_TASK DIRECTIONS_
Please write out every record below exactly as it stands.

_TASK INPUT_
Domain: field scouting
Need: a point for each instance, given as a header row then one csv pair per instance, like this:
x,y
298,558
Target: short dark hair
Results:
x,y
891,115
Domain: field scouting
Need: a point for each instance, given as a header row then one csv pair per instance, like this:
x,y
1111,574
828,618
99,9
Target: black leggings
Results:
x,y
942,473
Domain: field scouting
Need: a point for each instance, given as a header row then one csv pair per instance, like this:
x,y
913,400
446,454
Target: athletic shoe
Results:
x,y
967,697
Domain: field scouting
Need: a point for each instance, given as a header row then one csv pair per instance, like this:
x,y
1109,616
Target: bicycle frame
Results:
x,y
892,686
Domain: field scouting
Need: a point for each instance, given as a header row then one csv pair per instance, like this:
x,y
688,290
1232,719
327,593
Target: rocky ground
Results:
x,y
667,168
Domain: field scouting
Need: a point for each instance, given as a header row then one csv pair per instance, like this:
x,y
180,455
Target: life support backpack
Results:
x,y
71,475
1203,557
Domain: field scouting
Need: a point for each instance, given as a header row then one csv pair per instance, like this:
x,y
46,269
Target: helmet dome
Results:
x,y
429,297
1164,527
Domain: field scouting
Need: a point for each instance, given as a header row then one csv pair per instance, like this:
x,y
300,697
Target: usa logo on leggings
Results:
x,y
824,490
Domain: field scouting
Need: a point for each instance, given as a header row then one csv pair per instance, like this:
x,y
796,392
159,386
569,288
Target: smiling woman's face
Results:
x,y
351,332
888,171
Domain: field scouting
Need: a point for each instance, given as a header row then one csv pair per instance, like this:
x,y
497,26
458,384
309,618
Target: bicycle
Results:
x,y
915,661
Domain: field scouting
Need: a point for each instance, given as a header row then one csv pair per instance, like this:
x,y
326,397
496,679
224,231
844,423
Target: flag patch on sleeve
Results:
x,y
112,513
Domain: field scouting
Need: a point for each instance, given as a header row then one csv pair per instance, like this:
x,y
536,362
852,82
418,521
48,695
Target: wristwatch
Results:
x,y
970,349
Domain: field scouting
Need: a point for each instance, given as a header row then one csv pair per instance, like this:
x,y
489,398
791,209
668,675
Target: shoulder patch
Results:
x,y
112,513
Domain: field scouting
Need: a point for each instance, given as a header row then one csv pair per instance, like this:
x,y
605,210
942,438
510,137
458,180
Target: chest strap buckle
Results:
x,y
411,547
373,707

_YOUR SOLUTION_
Domain: field scouting
Need: a point for each instance, given as a header row then one csv pair per instance, like this:
x,y
298,558
Target: short dark hair
Results:
x,y
891,115
Domain: field scouting
Need: a point for each instance, given as a header row then one csv pair per instance, like this:
x,y
1111,574
828,618
99,9
Target: black leggings
Results:
x,y
942,473
Domain: field scouting
Need: a point for each instance, given as a header row then one csv pair per instance, like this:
x,y
913,400
446,454
Target: athletic shoe
Results:
x,y
967,697
Domain: field scouting
Need: a point for each instance, given as a header row then one csv pair per instance, like this:
x,y
1109,616
Target: bicycle frame
Results:
x,y
892,686
Domain: field scouting
Need: a point for each instance, given as a header row then one csv pair per instance, like this:
x,y
688,290
1232,719
327,593
Target: rocky ground
Results:
x,y
667,168
Domain: field scouting
Need: a point for each instance, given as a header row then one csv pair per instance, like this:
x,y
180,455
Target: life support backpack
Results:
x,y
71,475
1203,557
Domain: field scouting
Need: a point for each instance, given as a header row then one csv pair per instance, like this:
x,y
46,269
Target: helmet dome
Results:
x,y
429,297
1164,527
Domain: field scouting
Need: a point for each instance, given as a header row then one csv pair per instance, like this:
x,y
300,697
Target: usa logo on leggings
Results:
x,y
824,490
Domain: field scouting
Need: a point for each instance, given as a header row then one csv pair per instance, like this:
x,y
796,392
159,386
569,288
Target: smiling woman's face
Results:
x,y
351,332
888,171
Domain: field scouting
Need: a point for each instance, given as a header row then one csv pair per instance, like this:
x,y
497,26
458,384
309,618
Target: bicycle
Results:
x,y
915,661
Domain: field scouting
Need: a point for each instance, given as a header row then one csv pair per instance, like this:
x,y
326,397
496,679
224,231
844,423
Target: flag patch on sleeve
Results:
x,y
112,513
Domain: field scouting
Need: a point for each instance, given as a header row then one csv pair per instance, like this:
x,y
536,362
852,82
418,521
48,695
Target: wristwatch
Results:
x,y
970,349
Domain: field scouting
Need: a point for each instance, given as a header row then one csv pair per instance, like this:
x,y
489,398
791,209
668,675
Target: shoulder patch
Results:
x,y
112,513
Domain: field scouting
Need: a point for each instance, given as a header row then one csv pair per instance, like this:
x,y
605,210
942,438
510,137
458,180
Target: chest strap buckle
Results:
x,y
411,547
373,707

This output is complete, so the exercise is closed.